— BEGIN Passage to read —
And guess what? It gets even sillier. On 3rd and long, Josh McCown goes looking for tight end Freddie Jones over the middle and somehow fails to notice the bloke in the bright red jersey standing in front. Interception, and the 69ers are in prime scoring position once again, but Garrison Hearst is feeling a bit left out of the whole Festival Of Incompetence thing, and so lets a swing-pass bounce off his hands and hit the turf... no whistle? Blimey, it was a lateral, so it’s a fumble! Levar Fisher falls on the rock, and it’s our offence back on the field once again.
— END Passage to read —
Task list =>
a) Decide whether each statement agrees with the football recap, answering yes or no and quoting the deciding words: (i) Josh McCown's pass to the middle was intercepted; (ii) Garrison Hearst caught the swing-pass cleanly; (iii) Levar Fisher recovered the fumble.
b) Please retype the football recap between "And guess what?" and "field once again.", inclusive.
c) Carry the football recap on from its final sentence.
— BEGIN Records —
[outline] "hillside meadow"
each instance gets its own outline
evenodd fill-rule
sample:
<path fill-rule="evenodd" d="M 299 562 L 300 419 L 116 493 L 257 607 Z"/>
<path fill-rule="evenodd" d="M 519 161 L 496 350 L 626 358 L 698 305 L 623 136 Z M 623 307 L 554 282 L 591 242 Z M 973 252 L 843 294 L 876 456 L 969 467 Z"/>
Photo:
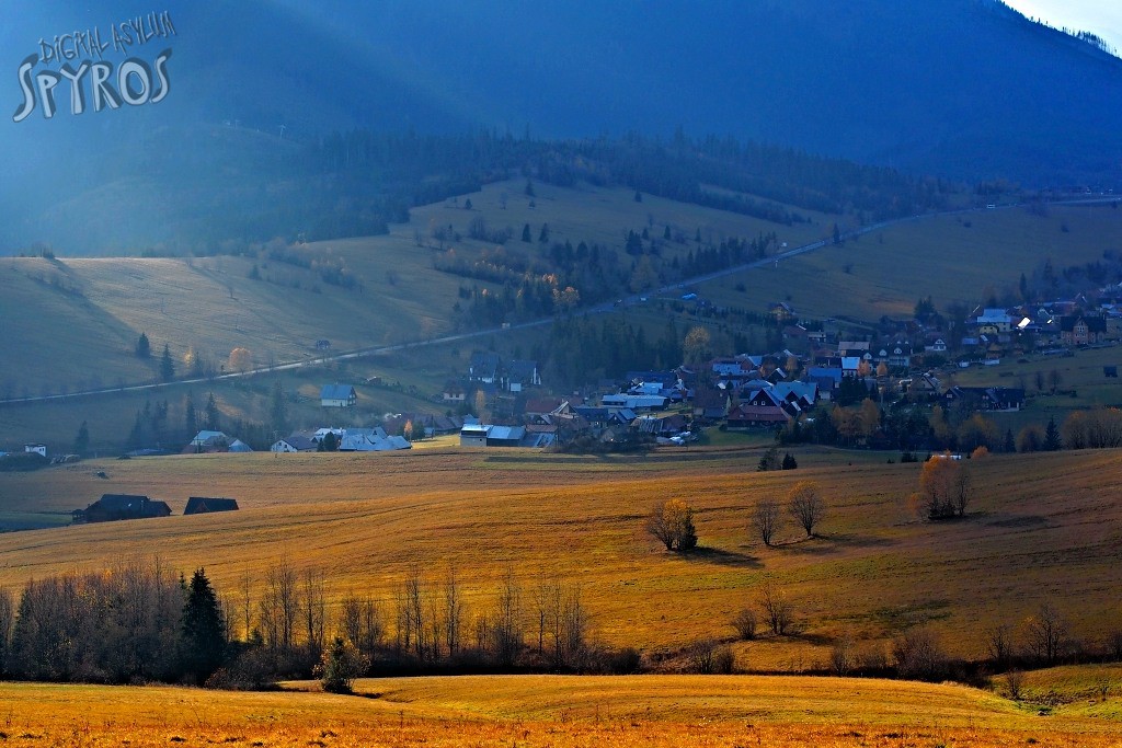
— END Records —
Answers by task =>
a)
(i) Yes: "Interception, and the 69ers are in prime scoring position once again"
(ii) No: "lets a swing-pass bounce off his hands and hit the turf"
(iii) Yes: "Levar Fisher falls on the rock"

b)
And guess what? It gets even sillier. On 3rd and long, Josh McCown goes looking for tight end Freddie Jones over the middle and somehow fails to notice the bloke in the bright red jersey standing in front. Interception, and the 69ers are in prime scoring position once again, but Garrison Hearst is feeling a bit left out of the whole Festival Of Incompetence thing, and so lets a swing-pass bounce off his hands and hit the turf... no whistle? Blimey, it was a lateral, so it’s a fumble! Levar Fisher falls on the rock, and it’s our offence back on the field once again.

c)
But not for long. Aaaaah – but not for the reason you’re thinking of. The 69ers bring both safeties up in run-support which means that once Bryant Johnson has beaten his corner, Nate Webster, there’s no-one between him and the endzone. The 68 yard catch-and-run puts Johnno over a thousand yards receiving for the season. Which I think is what they call “looking for a silver lining”. ARI 21-38 SF

San Francisco are playing conservatively now, grinding the clock with the run. A 6-minute drive takes us to the end of the 3rd quarter, thank God, and puts them in position to extend their lead to 20 with a 30-yard field-goal. ARI 21-41 SF

How much more of this bobbins do I have to write up? Oh, McCown throws his second pick of the day on the ensuing drive, and the 69ers show more class than either the Packers or the Steelers by yanking off their starting quarterback and sending Tim Rattay in to mop up.

It’s a messy job, cleaning up after Jeff Garcia’s been yanked off, but someone has to do it.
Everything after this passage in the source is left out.